_What you will do_:
1) From the homily on the wedding at Cana, reproduce the passage from "But what’s most" to "day – are important.".
2) In the homily on the wedding at Cana, why does the author call the lectionary's version of the reading bad editing? Answer in one to three sentences.

:: Selected excerpt ::

Now that school is back in session and I’m getting back to my regular rotation at the colleges, it seems I have no excuse not to get back to posting homilies. So here we are. You can find the readings here. As an aside, it remains my goal to start recording these; if not the live version, then at least something recorded at home. I’m almost there…
Today’s Gospel features a miracle that everyone is super familiar with, and that’s the problem. We perhaps don’t read it, or don’t listen to it, as closely as we should, because why should we – we know it already. But I contend that we don’t know this story as well as we think we do. It is incredibly rich and full of hidden theological gems. Consider, for example:
*This is the last time in the Gospels that the Blessed Mother says anything. That’s important.
*There are precisely 6 stone jars of water. Not 5, not 7, but 6. That’s an important number. So too is what the jars are intended for.
*It’s significant that this miracle happens at a wedding, and not any other kind of festive gathering.
But what’s most important is WHEN this miracle happens. And that’s a real hidden gem, because of how the lectionary was edited for today. When you go home, take out your Bible and open to the second chapter of John’s Gospel. You’ll note that it starts, “On the third day, there was a wedding in Cana…” But for reasons passing understanding, the lectionary starts at, “There was a wedding in Cana…” In my humble – but correct – opinion, that’s some bad editing. Those four words – on the third day – are important.

:::
:: Supplied material ::

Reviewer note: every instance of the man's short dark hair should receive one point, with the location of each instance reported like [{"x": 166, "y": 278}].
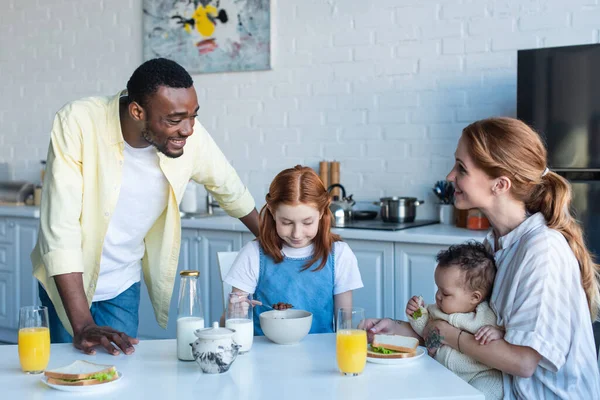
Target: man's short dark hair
[
  {"x": 152, "y": 74},
  {"x": 475, "y": 260}
]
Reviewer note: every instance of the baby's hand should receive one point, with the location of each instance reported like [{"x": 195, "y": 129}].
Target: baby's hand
[
  {"x": 413, "y": 305},
  {"x": 487, "y": 334}
]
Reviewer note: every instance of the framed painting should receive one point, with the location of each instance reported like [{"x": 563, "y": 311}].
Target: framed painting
[{"x": 207, "y": 36}]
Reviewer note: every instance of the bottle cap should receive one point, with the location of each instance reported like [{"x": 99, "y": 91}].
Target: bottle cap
[{"x": 189, "y": 273}]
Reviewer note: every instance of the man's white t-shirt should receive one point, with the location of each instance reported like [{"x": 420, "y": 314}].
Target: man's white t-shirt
[
  {"x": 246, "y": 268},
  {"x": 142, "y": 199}
]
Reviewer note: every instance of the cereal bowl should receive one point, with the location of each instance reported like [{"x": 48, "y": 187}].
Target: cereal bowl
[{"x": 286, "y": 327}]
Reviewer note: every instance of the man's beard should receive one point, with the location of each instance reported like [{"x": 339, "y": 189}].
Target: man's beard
[{"x": 148, "y": 136}]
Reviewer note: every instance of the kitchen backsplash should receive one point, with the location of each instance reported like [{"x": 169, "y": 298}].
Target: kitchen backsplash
[{"x": 384, "y": 87}]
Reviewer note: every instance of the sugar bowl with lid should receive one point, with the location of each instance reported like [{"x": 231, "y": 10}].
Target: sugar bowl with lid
[{"x": 215, "y": 350}]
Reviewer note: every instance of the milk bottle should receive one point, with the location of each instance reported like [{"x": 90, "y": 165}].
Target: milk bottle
[{"x": 189, "y": 314}]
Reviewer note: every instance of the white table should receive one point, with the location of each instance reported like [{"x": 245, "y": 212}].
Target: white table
[{"x": 306, "y": 371}]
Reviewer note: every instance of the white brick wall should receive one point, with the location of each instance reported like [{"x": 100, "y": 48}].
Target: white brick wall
[{"x": 384, "y": 86}]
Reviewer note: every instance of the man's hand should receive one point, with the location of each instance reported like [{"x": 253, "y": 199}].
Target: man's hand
[
  {"x": 488, "y": 333},
  {"x": 93, "y": 335}
]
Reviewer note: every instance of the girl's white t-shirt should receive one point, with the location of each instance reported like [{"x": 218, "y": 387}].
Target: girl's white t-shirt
[{"x": 245, "y": 269}]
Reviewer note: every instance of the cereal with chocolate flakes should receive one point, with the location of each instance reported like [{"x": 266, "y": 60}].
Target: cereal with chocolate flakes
[{"x": 282, "y": 306}]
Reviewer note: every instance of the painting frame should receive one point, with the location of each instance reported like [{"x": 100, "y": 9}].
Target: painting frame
[{"x": 209, "y": 36}]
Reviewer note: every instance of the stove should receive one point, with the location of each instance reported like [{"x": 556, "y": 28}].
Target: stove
[{"x": 378, "y": 224}]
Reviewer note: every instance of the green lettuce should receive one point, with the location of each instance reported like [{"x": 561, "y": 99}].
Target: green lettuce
[
  {"x": 382, "y": 350},
  {"x": 417, "y": 314},
  {"x": 101, "y": 376}
]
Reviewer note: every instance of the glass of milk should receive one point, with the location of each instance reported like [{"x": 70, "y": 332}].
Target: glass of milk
[{"x": 239, "y": 318}]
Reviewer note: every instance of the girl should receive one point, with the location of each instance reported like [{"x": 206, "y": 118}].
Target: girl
[
  {"x": 546, "y": 288},
  {"x": 297, "y": 260}
]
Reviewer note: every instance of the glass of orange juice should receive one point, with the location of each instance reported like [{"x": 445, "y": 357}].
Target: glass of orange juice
[
  {"x": 34, "y": 339},
  {"x": 351, "y": 341}
]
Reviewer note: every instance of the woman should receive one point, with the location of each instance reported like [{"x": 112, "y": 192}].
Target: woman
[{"x": 545, "y": 293}]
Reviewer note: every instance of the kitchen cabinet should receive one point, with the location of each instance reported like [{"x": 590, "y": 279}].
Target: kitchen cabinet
[
  {"x": 198, "y": 252},
  {"x": 211, "y": 243},
  {"x": 376, "y": 265},
  {"x": 392, "y": 270},
  {"x": 17, "y": 286},
  {"x": 414, "y": 268}
]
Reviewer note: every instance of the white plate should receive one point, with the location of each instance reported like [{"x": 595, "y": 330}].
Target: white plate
[
  {"x": 87, "y": 388},
  {"x": 398, "y": 361}
]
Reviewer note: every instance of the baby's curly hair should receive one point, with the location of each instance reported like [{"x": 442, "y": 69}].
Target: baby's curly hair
[{"x": 475, "y": 260}]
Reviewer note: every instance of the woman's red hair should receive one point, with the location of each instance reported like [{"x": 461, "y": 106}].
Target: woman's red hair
[{"x": 295, "y": 186}]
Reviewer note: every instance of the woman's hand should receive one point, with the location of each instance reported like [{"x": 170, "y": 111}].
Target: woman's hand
[
  {"x": 488, "y": 333},
  {"x": 437, "y": 333}
]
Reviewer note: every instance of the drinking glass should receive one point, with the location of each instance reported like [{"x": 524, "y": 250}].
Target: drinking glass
[
  {"x": 351, "y": 341},
  {"x": 239, "y": 318},
  {"x": 34, "y": 339}
]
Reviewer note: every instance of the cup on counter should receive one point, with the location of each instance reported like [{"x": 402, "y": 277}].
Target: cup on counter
[
  {"x": 446, "y": 214},
  {"x": 239, "y": 318},
  {"x": 34, "y": 339},
  {"x": 351, "y": 341}
]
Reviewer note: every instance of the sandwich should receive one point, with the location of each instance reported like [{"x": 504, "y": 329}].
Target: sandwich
[
  {"x": 393, "y": 346},
  {"x": 82, "y": 373}
]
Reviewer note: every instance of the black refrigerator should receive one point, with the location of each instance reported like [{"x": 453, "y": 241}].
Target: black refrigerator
[{"x": 558, "y": 93}]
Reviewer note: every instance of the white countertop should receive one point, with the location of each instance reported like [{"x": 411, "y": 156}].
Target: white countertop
[
  {"x": 19, "y": 211},
  {"x": 430, "y": 234},
  {"x": 306, "y": 371},
  {"x": 434, "y": 234}
]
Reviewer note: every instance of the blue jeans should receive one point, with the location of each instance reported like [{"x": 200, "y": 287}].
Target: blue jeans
[{"x": 120, "y": 313}]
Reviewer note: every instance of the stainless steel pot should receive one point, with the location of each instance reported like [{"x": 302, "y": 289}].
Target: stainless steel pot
[{"x": 399, "y": 209}]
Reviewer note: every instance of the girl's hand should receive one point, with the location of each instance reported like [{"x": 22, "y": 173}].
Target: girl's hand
[
  {"x": 412, "y": 305},
  {"x": 487, "y": 334},
  {"x": 435, "y": 335},
  {"x": 377, "y": 325}
]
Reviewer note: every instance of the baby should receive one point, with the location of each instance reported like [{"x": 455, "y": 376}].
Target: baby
[{"x": 464, "y": 277}]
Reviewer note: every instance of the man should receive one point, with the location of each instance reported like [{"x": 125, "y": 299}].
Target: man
[{"x": 117, "y": 169}]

:::

_Outputs by task_:
1)
But what’s most important is WHEN this miracle happens. And that’s a real hidden gem, because of how the lectionary was edited for today. When you go home, take out your Bible and open to the second chapter of John’s Gospel. You’ll note that it starts, “On the third day, there was a wedding in Cana…” But for reasons passing understanding, the lectionary starts at, “There was a wedding in Cana…” In my humble – but correct – opinion, that’s some bad editing. Those four words – on the third day – are important.

2) The lectionary starts the reading at "There was a wedding in Cana…" and leaves out the opening words "On the third day." The author holds that those four words are important because they tell when the miracle happens, which the author calls the most important point.